Das Bauernsilvester gibt sich dabei bewusst bodenständig: Die Dichte an Lederhosen und Dirndln ist höher als bei Neujahrsfeiern. Statt Kaviarersatz und Lachsbrötchen gibt’s eher eine Speckjause. Glaubhafte überregionale Überlieferungen, dass auf Bauernhöfen in der Vergangenheit speziell am 30. Dezember Silvester gefeiert wurde, gibt es hingegen keine: "Ich finde in alten Büchern fast nichts darüber", sagt Anthropologin Michaela Steinböck-Köhler dem STANDARD. Die wissenschaftliche Leiterin im Österreichischen Freilichtmuseum Stübing kann aber auf einige Bräuche, Legenden und Sagen verweisen.

"Am plausibelsten", wie die Volkskundlerin meint, ist demnach die Erzählung, wonach früher am 31. Dezember auf steirischen Bauernhöfen ein Dienstbotenwechsel stattfand. Die Knechte und Mägde erhielten den Lohn am 30. Dezember – und feierten ihren Abschied vom Hof. "Eine Legende besagt zudem, dass die Landwirte einen Tag vor Silvester feierten, um in der Silvesternacht die Tiere belauschen zu können", sagte Steinböck-Köhler. Immerhin soll das Vieh nur in der Silvesternacht sprechen können.

Ein G'schichtl

Ein richtiges G'schichtl sei zudem die überlieferte Erzählung von einem Bauern aus dem oststeirischen Ort Strallegg. Dieser soll auf dem Rückweg aus Graz in einen Schneesturm geraten sein. Ein kleines Waldmännchen nahm sich des Bauern an, verlangte im Gegenzug aber, dass dieser Silvester mit ihm verbringt. Der Bauer schaffte es, das Männlein davon zu überzeugen, dass schon am 30. Dezember Silvester war. Er konnte danach rechtzeitig den Jahreswechsel zu Hause mit der Familie feiern.

Aufgabe A
Schreiben Sie aus dem Textauszug über das Bauernsilvester den Teil wortgetreu ab, der bei „Das Bauernsilvester gibt“ beginnt und bei „und Sagen verweisen.“ endet.

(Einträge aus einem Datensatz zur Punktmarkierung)
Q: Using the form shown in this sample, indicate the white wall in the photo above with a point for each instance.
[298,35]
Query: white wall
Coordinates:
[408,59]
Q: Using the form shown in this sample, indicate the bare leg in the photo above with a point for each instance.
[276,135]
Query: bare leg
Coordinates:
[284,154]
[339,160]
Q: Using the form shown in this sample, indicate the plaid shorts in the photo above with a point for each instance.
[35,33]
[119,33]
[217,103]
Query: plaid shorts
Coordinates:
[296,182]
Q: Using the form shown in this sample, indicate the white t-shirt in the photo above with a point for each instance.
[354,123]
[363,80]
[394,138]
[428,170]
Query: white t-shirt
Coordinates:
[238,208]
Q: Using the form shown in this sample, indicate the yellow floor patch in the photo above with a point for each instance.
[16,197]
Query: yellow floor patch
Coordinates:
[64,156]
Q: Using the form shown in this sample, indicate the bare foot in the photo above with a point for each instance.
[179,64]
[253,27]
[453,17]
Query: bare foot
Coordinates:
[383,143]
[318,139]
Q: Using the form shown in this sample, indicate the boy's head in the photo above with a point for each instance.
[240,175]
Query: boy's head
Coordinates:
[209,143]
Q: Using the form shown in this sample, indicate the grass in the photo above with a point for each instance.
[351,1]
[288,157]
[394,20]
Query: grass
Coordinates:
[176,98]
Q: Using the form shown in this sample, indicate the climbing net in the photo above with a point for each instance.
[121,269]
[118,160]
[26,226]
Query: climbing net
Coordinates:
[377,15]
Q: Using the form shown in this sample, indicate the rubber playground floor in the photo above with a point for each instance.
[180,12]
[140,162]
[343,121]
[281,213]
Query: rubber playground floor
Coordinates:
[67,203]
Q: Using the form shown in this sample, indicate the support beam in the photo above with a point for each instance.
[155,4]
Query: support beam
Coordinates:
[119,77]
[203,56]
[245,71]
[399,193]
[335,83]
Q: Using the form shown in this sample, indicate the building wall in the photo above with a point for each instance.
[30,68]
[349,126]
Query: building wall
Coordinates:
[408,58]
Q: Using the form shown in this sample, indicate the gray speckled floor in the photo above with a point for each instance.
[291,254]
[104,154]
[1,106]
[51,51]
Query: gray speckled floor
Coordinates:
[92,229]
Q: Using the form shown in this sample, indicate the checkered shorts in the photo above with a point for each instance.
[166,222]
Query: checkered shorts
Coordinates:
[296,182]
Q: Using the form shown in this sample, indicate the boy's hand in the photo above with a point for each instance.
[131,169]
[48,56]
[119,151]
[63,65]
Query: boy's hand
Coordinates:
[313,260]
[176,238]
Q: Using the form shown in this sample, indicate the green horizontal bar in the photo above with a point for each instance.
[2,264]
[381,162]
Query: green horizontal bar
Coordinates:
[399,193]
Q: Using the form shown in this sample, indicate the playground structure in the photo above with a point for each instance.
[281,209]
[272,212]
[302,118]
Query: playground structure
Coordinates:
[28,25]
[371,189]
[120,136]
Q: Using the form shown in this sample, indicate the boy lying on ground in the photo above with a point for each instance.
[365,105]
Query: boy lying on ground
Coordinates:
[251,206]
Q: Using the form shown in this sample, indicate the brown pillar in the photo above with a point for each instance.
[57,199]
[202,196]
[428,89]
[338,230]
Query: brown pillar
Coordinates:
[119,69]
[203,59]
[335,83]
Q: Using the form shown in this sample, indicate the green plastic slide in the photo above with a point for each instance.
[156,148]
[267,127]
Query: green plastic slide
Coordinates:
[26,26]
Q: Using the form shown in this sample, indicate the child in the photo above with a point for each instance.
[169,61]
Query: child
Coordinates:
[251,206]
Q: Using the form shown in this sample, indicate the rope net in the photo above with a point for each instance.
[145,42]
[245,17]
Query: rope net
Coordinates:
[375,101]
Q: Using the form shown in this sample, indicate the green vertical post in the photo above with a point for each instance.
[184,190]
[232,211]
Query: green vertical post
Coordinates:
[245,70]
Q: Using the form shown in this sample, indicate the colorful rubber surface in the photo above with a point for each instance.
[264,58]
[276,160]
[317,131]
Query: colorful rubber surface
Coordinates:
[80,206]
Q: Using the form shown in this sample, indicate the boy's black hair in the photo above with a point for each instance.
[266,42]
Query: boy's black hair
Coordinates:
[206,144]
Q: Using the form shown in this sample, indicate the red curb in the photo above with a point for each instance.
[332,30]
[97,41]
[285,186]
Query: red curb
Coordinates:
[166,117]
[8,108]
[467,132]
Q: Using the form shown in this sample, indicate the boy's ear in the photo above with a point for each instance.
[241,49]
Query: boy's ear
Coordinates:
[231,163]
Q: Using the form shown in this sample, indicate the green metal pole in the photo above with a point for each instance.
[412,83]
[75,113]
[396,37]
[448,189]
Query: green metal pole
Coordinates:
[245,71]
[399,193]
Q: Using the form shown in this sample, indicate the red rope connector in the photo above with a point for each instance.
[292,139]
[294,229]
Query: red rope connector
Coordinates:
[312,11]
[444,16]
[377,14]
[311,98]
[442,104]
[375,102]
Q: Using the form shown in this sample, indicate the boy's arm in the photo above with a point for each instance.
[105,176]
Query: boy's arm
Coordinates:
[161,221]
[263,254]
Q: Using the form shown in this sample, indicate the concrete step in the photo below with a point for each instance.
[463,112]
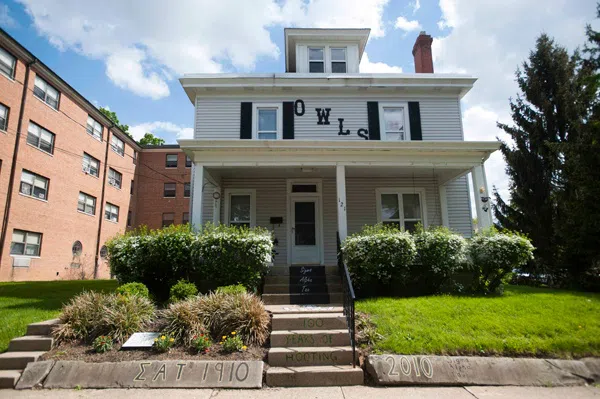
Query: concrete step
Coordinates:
[30,343]
[302,338]
[305,309]
[313,376]
[43,327]
[9,378]
[310,356]
[301,288]
[301,299]
[17,360]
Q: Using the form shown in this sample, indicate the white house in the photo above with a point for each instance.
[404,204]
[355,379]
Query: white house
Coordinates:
[324,149]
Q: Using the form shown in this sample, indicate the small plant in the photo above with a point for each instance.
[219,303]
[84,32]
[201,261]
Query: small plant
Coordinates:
[232,343]
[182,290]
[202,343]
[102,344]
[138,289]
[163,343]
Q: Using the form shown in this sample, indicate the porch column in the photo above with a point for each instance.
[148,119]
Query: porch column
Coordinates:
[196,200]
[340,174]
[483,203]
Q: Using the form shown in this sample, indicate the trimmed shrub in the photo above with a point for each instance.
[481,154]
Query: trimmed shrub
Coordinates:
[378,253]
[494,256]
[138,289]
[182,290]
[440,255]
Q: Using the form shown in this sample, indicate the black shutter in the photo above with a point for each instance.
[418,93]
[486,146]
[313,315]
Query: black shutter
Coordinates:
[246,121]
[288,120]
[373,115]
[414,116]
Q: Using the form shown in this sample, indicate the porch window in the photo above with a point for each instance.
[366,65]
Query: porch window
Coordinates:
[403,208]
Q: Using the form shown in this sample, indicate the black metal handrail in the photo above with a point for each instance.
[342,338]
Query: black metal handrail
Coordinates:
[349,298]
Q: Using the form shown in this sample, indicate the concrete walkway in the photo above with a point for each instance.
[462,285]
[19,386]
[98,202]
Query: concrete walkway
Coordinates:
[355,392]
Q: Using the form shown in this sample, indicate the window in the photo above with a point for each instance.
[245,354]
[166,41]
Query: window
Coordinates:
[7,63]
[171,161]
[94,128]
[316,59]
[168,219]
[240,207]
[403,208]
[39,137]
[117,145]
[111,212]
[26,243]
[86,204]
[3,117]
[34,185]
[46,92]
[394,122]
[114,178]
[90,165]
[338,60]
[170,190]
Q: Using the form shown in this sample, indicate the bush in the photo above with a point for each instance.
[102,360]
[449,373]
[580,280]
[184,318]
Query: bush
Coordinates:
[138,289]
[377,253]
[182,290]
[494,256]
[440,255]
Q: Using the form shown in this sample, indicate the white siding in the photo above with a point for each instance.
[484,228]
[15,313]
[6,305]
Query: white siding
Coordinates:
[219,117]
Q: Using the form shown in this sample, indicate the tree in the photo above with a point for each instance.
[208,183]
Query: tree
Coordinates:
[150,139]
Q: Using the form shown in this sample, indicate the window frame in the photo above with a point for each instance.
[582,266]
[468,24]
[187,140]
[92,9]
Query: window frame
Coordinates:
[382,131]
[240,192]
[399,191]
[255,109]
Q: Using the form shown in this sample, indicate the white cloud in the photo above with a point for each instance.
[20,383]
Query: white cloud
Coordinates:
[406,25]
[366,66]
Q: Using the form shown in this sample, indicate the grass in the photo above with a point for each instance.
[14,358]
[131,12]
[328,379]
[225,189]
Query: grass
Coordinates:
[525,321]
[28,302]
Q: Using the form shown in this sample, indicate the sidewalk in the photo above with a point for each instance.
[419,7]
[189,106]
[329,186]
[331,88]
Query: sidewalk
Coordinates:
[357,392]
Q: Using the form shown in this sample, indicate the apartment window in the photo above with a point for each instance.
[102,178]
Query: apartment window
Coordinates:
[117,145]
[316,59]
[26,243]
[90,165]
[34,185]
[168,219]
[403,208]
[338,60]
[39,137]
[94,128]
[7,63]
[46,92]
[86,204]
[111,212]
[114,178]
[394,121]
[170,190]
[171,161]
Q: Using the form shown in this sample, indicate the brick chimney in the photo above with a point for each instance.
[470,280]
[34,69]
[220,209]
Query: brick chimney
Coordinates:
[422,53]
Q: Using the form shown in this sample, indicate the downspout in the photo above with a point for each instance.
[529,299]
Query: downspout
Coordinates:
[97,256]
[13,166]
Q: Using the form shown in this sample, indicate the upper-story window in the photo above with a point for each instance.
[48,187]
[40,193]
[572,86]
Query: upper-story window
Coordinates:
[46,92]
[316,59]
[338,60]
[94,128]
[7,63]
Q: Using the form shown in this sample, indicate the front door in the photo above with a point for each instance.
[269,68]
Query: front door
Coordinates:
[305,231]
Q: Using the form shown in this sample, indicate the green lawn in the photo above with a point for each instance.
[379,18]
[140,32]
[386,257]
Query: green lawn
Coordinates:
[28,302]
[524,322]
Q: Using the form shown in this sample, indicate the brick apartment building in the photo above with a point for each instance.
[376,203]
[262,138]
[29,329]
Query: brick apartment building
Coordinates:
[70,179]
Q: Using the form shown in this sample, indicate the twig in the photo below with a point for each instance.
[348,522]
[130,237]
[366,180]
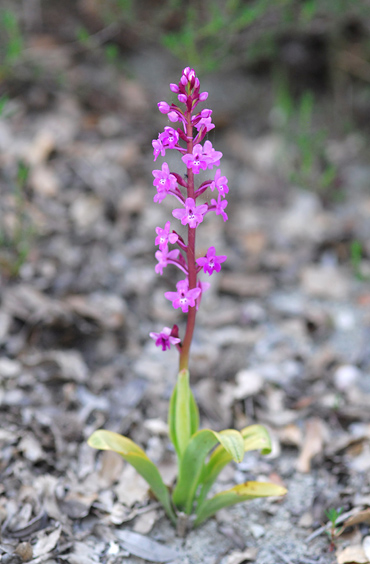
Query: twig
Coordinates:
[324,528]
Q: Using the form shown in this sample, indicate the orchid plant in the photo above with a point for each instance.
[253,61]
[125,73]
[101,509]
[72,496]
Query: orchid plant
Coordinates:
[201,454]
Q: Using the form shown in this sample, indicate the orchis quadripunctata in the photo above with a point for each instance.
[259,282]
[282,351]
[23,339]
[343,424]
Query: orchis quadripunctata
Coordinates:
[199,462]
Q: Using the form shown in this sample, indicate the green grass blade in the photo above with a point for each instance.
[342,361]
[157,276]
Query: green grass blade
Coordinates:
[242,492]
[192,463]
[134,455]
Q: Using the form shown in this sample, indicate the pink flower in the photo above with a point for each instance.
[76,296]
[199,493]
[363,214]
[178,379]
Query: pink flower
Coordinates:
[164,339]
[164,182]
[158,149]
[204,120]
[169,138]
[211,262]
[220,182]
[163,107]
[164,258]
[184,297]
[164,236]
[220,206]
[196,160]
[192,214]
[213,157]
[203,286]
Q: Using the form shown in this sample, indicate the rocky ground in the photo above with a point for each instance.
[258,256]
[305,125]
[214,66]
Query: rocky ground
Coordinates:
[282,336]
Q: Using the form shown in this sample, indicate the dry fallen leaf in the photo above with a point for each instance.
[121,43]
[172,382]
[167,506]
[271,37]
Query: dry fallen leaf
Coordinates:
[238,557]
[352,555]
[145,547]
[46,542]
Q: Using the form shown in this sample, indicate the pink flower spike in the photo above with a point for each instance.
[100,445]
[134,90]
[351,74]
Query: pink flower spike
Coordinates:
[213,157]
[163,258]
[203,286]
[164,182]
[196,160]
[211,262]
[220,206]
[169,138]
[192,214]
[172,116]
[184,297]
[220,182]
[163,107]
[158,149]
[205,122]
[164,339]
[164,236]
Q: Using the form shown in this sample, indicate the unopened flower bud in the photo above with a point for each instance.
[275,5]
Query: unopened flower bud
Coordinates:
[163,107]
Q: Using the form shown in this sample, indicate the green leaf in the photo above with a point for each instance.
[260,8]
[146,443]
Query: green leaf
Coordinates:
[192,463]
[134,455]
[242,492]
[255,437]
[183,415]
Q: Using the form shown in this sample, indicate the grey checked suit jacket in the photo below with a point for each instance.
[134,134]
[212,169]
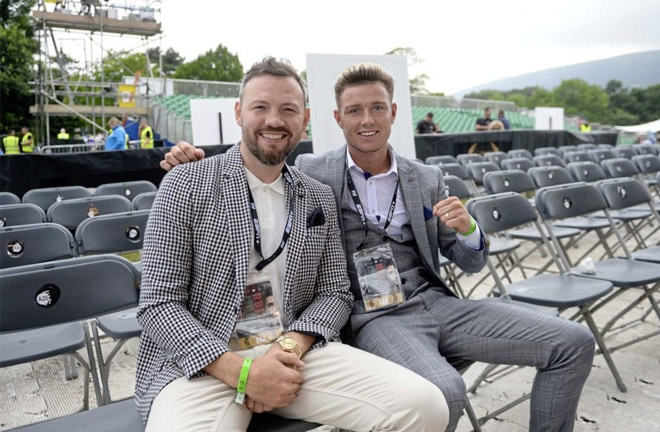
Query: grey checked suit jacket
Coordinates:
[422,187]
[196,253]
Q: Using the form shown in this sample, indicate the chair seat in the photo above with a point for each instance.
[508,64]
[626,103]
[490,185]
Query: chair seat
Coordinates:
[558,291]
[120,325]
[624,273]
[31,345]
[500,245]
[583,223]
[651,254]
[533,234]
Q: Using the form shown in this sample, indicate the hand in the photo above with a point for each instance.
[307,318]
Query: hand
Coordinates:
[452,213]
[274,379]
[183,152]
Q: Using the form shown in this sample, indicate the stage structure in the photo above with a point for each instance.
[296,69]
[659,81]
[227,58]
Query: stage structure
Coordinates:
[88,23]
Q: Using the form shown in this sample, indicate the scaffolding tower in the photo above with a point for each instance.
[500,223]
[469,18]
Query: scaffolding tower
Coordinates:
[91,21]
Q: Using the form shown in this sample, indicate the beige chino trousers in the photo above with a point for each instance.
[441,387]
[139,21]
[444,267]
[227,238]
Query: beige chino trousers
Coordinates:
[344,387]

Aufgabe B
Zeigen Sie jede Zeile der Auflistung, die die Zeichenfolge „colorful“ enthält. Achten Sie dabei auf Groß- und Kleinschreibung.

Schriftliche Antwort A
Das Bauernsilvester gibt sich dabei bewusst bodenständig: Die Dichte an Lederhosen und Dirndln ist höher als bei Neujahrsfeiern. Statt Kaviarersatz und Lachsbrötchen gibt’s eher eine Speckjause. Glaubhafte überregionale Überlieferungen, dass auf Bauernhöfen in der Vergangenheit speziell am 30. Dezember Silvester gefeiert wurde, gibt es hingegen keine: "Ich finde in alten Büchern fast nichts darüber", sagt Anthropologin Michaela Steinböck-Köhler dem STANDARD. Die wissenschaftliche Leiterin im Österreichischen Freilichtmuseum Stübing kann aber auf einige Bräuche, Legenden und Sagen verweisen.

Schriftliche Antwort B
Q: Using the form shown in this sample, indicate the colorful rubber surface in the photo above with a point for each instance.
Query: colorful rubber surface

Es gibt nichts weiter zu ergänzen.